What you have to do – All lines in the data that hold the word "black" need copying.
______________________________
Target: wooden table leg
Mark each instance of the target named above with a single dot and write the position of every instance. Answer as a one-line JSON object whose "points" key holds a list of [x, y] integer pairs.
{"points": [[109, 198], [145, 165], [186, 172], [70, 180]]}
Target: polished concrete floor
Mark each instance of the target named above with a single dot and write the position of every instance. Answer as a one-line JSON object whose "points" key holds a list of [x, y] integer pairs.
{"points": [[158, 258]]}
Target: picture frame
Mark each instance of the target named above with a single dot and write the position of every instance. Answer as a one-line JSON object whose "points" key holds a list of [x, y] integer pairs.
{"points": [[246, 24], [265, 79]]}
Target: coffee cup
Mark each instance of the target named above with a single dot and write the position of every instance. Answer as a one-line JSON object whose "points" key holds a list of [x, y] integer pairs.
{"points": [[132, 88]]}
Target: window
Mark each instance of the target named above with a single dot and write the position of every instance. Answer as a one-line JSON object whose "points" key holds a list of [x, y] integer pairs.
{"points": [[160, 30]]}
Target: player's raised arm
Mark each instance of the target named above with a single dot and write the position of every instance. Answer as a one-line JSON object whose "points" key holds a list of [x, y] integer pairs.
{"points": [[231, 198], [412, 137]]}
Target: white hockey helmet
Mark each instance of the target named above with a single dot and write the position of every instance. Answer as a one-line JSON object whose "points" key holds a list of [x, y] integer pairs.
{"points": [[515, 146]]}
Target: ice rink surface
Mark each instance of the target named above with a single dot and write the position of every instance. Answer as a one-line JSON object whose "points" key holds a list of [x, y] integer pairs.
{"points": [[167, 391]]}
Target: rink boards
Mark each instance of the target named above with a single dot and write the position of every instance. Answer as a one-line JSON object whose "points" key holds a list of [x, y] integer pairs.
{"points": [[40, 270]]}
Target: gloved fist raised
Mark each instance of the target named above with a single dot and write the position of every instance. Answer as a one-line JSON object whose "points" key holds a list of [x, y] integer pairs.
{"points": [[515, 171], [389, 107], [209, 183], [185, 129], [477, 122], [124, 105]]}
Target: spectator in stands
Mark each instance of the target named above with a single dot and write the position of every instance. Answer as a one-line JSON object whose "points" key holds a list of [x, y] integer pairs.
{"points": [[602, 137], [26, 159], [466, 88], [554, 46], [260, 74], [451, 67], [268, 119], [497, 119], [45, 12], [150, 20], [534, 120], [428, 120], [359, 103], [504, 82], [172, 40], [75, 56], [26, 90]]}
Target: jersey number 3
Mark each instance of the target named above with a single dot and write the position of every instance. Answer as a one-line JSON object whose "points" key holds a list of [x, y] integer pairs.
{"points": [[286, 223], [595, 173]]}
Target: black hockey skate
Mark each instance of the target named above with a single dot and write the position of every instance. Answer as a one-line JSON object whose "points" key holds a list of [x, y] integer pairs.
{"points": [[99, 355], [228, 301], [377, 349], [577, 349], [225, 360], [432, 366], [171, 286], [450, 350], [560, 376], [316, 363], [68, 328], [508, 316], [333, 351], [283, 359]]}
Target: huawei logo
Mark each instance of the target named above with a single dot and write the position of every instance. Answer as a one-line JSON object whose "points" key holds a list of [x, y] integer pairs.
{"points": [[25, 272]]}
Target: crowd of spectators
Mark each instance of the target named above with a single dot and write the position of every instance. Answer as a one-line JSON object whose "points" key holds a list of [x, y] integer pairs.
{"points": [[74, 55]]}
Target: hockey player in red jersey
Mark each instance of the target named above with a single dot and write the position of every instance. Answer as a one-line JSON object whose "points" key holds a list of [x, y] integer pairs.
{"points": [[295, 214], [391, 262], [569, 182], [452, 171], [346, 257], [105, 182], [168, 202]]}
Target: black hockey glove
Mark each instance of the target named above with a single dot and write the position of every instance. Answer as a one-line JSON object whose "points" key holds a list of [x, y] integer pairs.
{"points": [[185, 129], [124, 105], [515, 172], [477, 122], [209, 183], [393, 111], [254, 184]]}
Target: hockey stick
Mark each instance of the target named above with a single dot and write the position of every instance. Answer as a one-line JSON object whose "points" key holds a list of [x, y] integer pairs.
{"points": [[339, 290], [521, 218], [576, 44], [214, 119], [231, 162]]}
______________________________
Exercise response –
Target: black hockey skate
Target: black hockey glove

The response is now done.